PROBLEM TO SOLVE: Only the last stretch of the records is wanted: restate word for word the line with "Draw the outline of every instance of the wooden" and every line after it.

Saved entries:
Segment Open

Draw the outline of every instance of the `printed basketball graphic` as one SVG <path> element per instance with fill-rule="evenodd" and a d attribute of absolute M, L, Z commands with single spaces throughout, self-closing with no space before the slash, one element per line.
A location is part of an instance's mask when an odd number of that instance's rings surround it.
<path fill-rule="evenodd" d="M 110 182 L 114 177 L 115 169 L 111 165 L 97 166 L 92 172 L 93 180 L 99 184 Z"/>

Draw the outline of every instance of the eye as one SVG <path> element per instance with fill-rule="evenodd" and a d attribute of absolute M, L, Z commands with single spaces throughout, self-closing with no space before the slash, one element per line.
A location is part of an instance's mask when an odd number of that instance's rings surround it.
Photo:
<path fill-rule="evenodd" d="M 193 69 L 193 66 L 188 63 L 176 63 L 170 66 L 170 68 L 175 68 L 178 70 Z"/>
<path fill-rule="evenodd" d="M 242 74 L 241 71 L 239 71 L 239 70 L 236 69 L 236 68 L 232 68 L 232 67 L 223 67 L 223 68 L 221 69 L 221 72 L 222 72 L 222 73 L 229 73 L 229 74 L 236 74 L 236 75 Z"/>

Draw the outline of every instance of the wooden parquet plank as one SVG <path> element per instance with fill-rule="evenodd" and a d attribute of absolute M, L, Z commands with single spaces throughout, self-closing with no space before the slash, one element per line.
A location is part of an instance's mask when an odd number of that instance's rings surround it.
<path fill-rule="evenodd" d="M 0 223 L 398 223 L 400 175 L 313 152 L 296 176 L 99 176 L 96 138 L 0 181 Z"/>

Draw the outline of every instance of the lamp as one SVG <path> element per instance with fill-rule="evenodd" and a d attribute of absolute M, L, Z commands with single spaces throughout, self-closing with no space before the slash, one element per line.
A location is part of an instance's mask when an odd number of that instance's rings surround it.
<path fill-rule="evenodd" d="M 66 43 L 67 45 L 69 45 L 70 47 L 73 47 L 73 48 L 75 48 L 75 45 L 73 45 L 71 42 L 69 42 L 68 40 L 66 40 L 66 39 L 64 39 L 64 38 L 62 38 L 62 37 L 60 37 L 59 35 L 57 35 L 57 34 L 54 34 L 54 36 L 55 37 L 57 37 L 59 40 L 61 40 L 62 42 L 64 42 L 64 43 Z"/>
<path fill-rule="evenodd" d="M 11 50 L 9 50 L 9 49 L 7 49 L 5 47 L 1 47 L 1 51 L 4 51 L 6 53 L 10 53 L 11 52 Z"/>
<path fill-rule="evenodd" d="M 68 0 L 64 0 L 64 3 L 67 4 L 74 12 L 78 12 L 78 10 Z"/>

Segment Closed

YOUR SOLUTION:
Draw the outline of every instance of the wooden parquet plank as one SVG <path> element per instance with fill-rule="evenodd" and a d attribute of absolute M, L, Z commands with single spaces throughout, self-closing with no space before the slash, one element per line.
A location is part of an instance's mask when an odd number of that instance's rings surround it.
<path fill-rule="evenodd" d="M 0 223 L 398 223 L 400 175 L 313 152 L 296 176 L 99 176 L 96 138 L 0 181 Z"/>

Draw the outline of every instance of the lamp as one SVG <path> element per instance with fill-rule="evenodd" and a d attribute of absolute M, L, Z commands with single spaces throughout, self-closing with no space before the slash, one element per line.
A location is part of an instance's mask when an odd number of that instance's rings surround it.
<path fill-rule="evenodd" d="M 66 43 L 67 45 L 69 45 L 70 47 L 73 47 L 73 48 L 75 48 L 75 45 L 73 45 L 71 42 L 69 42 L 68 40 L 66 40 L 66 39 L 64 39 L 64 38 L 62 38 L 62 37 L 60 37 L 59 35 L 57 35 L 57 34 L 54 34 L 54 36 L 55 37 L 57 37 L 59 40 L 61 40 L 62 42 L 64 42 L 64 43 Z"/>
<path fill-rule="evenodd" d="M 11 50 L 9 50 L 9 49 L 7 49 L 5 47 L 1 47 L 1 51 L 4 51 L 6 53 L 10 53 L 11 52 Z"/>
<path fill-rule="evenodd" d="M 68 0 L 64 0 L 64 3 L 67 4 L 74 12 L 78 12 L 78 10 Z"/>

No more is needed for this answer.